For the records below, output each line exactly as it appears, from the first through the line with "positive clicks: (263, 142) (385, 85)".

*-*-*

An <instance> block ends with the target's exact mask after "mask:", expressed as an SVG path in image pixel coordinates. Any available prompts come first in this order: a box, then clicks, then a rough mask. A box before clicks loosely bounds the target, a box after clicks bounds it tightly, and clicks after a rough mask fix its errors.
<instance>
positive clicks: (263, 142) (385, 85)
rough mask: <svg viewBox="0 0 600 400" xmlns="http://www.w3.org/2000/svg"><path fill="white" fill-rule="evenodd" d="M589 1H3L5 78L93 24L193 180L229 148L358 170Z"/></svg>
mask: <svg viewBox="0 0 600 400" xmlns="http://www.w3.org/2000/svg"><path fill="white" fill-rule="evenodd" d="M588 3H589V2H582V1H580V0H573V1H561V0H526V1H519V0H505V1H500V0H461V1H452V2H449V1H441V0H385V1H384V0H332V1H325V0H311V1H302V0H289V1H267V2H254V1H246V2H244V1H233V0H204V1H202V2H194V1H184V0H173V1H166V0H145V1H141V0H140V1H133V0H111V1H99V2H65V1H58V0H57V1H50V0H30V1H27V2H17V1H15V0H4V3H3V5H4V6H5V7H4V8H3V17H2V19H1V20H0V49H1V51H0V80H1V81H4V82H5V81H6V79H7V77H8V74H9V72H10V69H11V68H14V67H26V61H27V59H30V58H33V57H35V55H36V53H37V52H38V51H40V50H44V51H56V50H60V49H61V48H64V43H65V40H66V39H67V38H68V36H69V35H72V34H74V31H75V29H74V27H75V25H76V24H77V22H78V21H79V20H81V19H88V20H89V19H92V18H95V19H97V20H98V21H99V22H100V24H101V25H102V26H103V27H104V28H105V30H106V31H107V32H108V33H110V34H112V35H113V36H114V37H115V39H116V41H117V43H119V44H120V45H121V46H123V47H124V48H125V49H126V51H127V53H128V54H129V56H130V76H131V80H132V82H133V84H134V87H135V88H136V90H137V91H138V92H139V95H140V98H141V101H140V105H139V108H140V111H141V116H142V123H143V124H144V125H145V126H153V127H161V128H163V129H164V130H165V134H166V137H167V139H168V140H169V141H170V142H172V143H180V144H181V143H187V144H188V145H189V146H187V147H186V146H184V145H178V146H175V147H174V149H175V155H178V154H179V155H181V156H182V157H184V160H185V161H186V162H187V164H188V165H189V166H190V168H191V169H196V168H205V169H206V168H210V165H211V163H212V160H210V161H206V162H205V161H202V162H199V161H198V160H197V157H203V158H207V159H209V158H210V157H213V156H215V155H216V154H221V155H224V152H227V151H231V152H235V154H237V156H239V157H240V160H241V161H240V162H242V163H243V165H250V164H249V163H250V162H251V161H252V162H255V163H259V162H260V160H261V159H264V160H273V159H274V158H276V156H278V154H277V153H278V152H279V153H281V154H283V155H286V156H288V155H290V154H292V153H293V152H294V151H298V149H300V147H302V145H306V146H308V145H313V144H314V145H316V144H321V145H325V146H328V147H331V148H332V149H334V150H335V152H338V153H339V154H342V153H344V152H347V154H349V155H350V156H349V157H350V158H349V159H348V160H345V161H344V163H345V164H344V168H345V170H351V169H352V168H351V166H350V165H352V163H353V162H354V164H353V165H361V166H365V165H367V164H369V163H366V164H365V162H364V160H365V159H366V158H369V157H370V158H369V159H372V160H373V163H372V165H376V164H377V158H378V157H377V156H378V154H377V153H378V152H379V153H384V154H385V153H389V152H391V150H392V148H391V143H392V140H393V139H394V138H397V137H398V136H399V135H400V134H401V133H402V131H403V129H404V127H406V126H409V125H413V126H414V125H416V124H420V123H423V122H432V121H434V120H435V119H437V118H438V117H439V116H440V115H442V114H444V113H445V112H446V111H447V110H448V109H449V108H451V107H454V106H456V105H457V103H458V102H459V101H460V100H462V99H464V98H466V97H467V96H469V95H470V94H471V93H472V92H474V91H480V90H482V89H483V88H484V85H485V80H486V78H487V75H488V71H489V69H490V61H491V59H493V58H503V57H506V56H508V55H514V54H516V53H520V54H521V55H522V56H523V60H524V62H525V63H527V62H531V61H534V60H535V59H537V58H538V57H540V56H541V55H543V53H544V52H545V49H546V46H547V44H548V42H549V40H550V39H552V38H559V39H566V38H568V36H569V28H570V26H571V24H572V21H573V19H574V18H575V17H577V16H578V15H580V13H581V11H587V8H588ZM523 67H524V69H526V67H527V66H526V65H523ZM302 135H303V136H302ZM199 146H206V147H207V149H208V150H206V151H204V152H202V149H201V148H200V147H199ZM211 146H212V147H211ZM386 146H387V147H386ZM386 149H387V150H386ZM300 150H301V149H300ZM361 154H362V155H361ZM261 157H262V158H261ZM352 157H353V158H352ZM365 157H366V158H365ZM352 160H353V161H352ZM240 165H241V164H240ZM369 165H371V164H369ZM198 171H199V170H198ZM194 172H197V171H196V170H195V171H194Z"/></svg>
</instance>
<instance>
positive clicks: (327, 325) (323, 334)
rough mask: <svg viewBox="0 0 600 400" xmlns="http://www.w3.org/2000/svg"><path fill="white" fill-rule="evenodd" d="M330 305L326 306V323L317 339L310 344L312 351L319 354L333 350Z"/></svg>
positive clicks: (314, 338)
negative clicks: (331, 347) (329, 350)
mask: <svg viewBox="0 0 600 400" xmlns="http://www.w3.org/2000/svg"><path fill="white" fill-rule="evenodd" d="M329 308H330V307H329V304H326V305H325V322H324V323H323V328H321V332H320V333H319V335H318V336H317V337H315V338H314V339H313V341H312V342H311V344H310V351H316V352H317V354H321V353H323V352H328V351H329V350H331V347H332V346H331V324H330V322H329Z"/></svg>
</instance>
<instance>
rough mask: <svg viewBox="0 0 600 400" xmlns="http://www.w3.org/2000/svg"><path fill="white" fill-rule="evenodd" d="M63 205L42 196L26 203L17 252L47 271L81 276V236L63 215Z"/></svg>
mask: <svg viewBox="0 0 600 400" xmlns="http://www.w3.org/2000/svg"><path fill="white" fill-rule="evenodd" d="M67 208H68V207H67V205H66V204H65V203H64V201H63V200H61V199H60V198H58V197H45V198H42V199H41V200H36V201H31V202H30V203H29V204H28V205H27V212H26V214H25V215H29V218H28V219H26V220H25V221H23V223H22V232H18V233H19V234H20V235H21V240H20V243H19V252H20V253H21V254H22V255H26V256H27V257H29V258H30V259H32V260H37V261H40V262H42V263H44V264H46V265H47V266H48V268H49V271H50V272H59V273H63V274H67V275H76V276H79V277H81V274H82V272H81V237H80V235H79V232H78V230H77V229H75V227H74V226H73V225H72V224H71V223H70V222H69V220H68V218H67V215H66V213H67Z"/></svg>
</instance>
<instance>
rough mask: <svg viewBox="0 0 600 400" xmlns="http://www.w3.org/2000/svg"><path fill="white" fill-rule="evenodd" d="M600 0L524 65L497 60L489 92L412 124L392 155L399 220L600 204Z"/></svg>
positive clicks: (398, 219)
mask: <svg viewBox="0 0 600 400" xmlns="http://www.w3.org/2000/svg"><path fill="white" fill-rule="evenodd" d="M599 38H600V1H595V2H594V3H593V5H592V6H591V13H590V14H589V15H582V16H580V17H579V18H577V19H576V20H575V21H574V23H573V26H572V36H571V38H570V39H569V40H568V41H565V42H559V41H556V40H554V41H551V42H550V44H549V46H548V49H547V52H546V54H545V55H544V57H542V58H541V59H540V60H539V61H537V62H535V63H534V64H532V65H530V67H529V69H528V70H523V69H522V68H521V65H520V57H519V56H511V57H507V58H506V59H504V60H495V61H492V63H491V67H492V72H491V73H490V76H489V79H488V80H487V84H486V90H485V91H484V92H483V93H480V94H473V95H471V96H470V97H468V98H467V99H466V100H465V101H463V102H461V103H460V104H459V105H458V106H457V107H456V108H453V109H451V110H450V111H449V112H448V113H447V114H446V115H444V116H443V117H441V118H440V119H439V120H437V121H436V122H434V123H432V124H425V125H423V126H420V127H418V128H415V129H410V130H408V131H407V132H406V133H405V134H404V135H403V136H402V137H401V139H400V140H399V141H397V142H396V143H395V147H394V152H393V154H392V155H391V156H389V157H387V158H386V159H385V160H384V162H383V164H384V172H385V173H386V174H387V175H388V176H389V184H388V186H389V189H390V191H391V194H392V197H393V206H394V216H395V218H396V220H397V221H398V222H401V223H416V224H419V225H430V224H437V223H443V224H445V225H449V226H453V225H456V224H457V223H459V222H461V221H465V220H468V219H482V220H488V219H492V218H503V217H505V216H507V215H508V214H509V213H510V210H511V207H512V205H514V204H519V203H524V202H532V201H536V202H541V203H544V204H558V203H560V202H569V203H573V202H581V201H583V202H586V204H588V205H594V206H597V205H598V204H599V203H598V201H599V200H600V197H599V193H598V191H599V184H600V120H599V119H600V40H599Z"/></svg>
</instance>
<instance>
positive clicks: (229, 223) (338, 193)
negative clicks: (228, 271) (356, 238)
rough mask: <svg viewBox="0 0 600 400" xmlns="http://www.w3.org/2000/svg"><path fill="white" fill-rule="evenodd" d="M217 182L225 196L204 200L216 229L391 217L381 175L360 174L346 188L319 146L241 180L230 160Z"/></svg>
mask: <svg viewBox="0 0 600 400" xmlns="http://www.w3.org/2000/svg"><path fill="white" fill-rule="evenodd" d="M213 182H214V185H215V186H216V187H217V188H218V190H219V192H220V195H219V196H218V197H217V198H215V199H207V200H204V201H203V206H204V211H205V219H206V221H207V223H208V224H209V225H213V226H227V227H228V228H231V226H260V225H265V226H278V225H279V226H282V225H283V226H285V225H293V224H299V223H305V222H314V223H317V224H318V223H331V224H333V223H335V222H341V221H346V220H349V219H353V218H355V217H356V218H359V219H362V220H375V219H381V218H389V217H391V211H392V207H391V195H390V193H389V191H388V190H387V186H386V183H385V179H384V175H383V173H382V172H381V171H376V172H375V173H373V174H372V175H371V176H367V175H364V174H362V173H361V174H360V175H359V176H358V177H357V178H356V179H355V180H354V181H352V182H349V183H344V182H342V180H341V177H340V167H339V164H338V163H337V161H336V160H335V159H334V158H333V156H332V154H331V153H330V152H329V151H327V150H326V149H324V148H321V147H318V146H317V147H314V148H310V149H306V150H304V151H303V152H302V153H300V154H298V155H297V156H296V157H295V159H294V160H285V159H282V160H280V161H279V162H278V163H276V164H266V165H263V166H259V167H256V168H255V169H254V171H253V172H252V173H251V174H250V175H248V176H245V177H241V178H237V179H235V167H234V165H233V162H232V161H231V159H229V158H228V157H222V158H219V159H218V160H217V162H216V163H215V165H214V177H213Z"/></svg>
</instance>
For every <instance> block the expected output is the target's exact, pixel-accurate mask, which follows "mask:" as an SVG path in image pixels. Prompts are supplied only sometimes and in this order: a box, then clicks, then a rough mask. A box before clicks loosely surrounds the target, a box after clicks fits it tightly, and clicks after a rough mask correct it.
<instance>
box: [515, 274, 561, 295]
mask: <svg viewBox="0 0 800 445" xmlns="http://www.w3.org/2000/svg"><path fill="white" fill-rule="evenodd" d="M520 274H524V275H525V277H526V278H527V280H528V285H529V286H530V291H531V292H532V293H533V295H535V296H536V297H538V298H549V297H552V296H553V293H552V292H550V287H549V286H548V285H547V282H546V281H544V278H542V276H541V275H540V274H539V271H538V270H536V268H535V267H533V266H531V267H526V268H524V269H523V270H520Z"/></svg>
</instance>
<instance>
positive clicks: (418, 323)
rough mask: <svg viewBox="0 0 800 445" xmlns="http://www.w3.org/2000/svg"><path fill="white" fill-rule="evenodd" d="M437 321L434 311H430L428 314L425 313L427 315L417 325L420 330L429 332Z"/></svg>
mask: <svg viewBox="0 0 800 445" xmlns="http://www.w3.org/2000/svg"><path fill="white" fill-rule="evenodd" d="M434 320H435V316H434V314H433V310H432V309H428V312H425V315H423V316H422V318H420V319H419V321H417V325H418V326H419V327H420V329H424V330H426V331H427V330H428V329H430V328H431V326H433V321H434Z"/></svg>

*-*-*

| Answer to the exercise |
An <instance> block ends with the target's exact mask after "mask:", expressed as an SVG path in image pixel coordinates. Any available prompts come first in this order: a box, then clicks, then a rough mask. A box before clicks loosely bounds the target, a box after clicks bounds it tightly, and clicks after a rough mask fix its errors.
<instance>
positive clicks: (263, 142) (385, 85)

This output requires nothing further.